Source text:
Segment Open

One of the best ways to protect your children from a lifetime of allergies and autoimmune disorders is to make sure that they – and you – spend plenty of time outdoors getting dirty, scientists are now saying.

That’s because exposure to the naturally occurring microbes in our outdoor environment helps program the developing immune system to learn what types of foreign agents are actually harmless. This prevents it from later attacking innocuous allergens, or even your own body.

“You want your immune system to have a large repertoire of harmless organisms that it has learned not to attack,” said medical microbiologist Graham Rook of University College London. “If you have this, then, because all lifeforms are ultimately built from the same building blocks, you are equipped to recognise almost anything that comes along and mount an appropriate immune response,” he continued, as reported by the U.K.’s Daily Mail.


More dirt = healthier immune system

The idea that exposure to microbes helps program the immune system goes back to 1989, when epidemiologist Prof. David Strachan noted that rates of allergies were rising in Western countries, concurrent with a drop in infectious diseases. He had also found that children with more older siblings were less prone to allergies (and, scientists later discovered, to autoimmune diseases). He suggested that exposure to more childhood infections via older siblings helped “train” the developing immune system.

In the years since, scientists have discovered that the key factor is not actually childhood infection – understandably, since our hunter-gatherer ancestors rarely got many of the “herd” infections that large, urban populations now suffer from. Instead, the immune system is programmed by exposure to parasites and, most of all, harmless microbes that surround us.

For example, studies have found that children who are exposed to farms and cowsheds early in life – or whose mothers are exposed during pregnancy – are less likely to develop allergies and asthma later in life. Another study found that children born in homes with cat and mouse dander and cockroach droppings were less likely to suffer from wheezing by age three, and that children in homes with more bacteria had fewer allergies.

Segment Closed

Dataset records:
Segment Open

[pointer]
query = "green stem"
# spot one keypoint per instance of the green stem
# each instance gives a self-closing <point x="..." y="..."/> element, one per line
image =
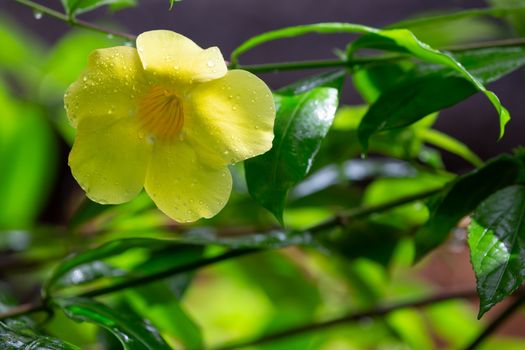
<point x="338" y="220"/>
<point x="300" y="65"/>
<point x="73" y="21"/>
<point x="352" y="317"/>
<point x="447" y="17"/>
<point x="287" y="66"/>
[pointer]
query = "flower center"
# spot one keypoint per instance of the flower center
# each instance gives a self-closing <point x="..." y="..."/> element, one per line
<point x="161" y="113"/>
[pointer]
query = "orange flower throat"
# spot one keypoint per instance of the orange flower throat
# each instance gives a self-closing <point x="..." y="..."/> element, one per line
<point x="161" y="113"/>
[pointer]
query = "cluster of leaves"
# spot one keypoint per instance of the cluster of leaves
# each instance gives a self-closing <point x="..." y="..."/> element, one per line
<point x="310" y="181"/>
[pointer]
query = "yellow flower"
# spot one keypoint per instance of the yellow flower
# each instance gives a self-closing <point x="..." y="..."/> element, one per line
<point x="169" y="117"/>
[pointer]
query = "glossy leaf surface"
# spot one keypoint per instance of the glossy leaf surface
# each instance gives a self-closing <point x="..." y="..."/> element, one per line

Segment Closed

Task directions:
Copy the passage from the article on children's immune systems and outdoor dirt, from "More dirt = healthier" to "developing immune system.", reproducing it word for word.

Task output:
More dirt = healthier immune system

The idea that exposure to microbes helps program the immune system goes back to 1989, when epidemiologist Prof. David Strachan noted that rates of allergies were rising in Western countries, concurrent with a drop in infectious diseases. He had also found that children with more older siblings were less prone to allergies (and, scientists later discovered, to autoimmune diseases). He suggested that exposure to more childhood infections via older siblings helped “train” the developing immune system.